Aim of the task
From the entries below, pull out each line that contains the string "method". Letter case must match.

Dataset extract
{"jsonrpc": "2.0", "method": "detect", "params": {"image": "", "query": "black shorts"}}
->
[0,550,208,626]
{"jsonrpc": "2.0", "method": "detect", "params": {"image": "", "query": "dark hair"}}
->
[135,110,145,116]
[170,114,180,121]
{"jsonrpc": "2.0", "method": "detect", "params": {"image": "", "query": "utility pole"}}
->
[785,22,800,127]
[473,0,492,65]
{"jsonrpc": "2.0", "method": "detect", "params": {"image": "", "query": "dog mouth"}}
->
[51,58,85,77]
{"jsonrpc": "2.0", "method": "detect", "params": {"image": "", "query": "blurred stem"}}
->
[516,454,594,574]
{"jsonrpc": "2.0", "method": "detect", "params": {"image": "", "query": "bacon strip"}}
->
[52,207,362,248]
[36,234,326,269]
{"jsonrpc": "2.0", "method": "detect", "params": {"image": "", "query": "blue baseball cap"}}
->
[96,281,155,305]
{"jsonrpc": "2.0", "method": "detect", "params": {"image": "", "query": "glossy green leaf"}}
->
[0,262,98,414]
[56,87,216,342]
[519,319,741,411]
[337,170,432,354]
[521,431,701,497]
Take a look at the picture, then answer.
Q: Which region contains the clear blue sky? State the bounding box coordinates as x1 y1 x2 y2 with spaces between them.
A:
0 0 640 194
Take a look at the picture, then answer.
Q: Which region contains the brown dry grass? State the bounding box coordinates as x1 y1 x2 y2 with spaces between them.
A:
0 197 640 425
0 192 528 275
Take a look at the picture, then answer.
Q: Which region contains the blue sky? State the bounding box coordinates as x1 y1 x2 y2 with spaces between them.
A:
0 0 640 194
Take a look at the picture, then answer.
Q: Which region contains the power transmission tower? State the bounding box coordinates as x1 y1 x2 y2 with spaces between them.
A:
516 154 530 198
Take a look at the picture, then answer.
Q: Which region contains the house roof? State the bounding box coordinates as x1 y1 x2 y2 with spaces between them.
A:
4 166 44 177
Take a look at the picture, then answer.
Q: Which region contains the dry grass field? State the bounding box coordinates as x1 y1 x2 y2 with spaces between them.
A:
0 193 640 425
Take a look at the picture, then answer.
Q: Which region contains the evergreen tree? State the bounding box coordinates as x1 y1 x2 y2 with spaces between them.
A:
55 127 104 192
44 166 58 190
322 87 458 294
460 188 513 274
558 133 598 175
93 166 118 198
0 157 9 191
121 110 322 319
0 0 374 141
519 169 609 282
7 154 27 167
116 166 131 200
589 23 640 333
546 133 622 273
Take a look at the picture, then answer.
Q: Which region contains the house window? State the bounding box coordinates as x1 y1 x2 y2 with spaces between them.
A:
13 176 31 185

Answer to the task
{"jsonrpc": "2.0", "method": "detect", "params": {"image": "", "query": "black shorts"}}
{"jsonrpc": "2.0", "method": "detect", "params": {"image": "", "query": "dark hair"}}
{"jsonrpc": "2.0", "method": "detect", "params": {"image": "", "query": "utility pole"}}
{"jsonrpc": "2.0", "method": "detect", "params": {"image": "", "query": "dog mouth"}}
{"jsonrpc": "2.0", "method": "detect", "params": {"image": "", "query": "blurred stem"}}
{"jsonrpc": "2.0", "method": "detect", "params": {"image": "", "query": "bacon strip"}}
{"jsonrpc": "2.0", "method": "detect", "params": {"image": "", "query": "blue baseball cap"}}
{"jsonrpc": "2.0", "method": "detect", "params": {"image": "", "query": "glossy green leaf"}}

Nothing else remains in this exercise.